— The exercise —
Could you rename "rock" to "boulder" in the lines from the one containing "point per instance: flat-topped" through the end of the material, changing nothing else and leaving the pictures out?

— Location labeling records —
=-=-=

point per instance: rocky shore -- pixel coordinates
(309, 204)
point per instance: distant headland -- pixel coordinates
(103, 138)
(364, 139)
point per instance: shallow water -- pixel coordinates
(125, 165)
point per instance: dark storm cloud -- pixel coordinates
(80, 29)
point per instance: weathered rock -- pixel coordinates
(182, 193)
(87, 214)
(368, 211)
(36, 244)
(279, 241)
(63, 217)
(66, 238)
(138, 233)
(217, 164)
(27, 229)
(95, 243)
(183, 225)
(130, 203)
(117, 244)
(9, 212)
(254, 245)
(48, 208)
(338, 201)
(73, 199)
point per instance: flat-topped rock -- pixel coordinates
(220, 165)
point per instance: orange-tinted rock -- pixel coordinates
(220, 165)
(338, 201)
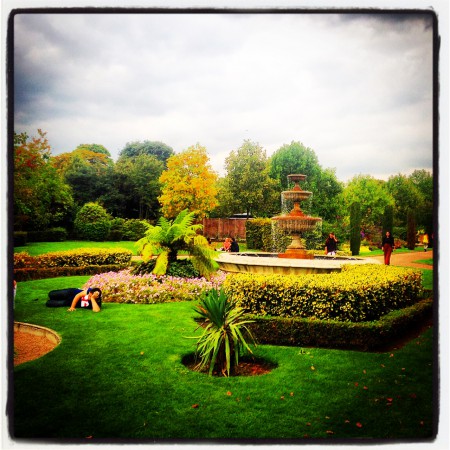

=-=-=

— Reply —
point per instance: flat-topped boulder -- pixel coordinates
(220, 165)
point per instance: orange-tinted boulder -- pixel coordinates
(220, 165)
(338, 201)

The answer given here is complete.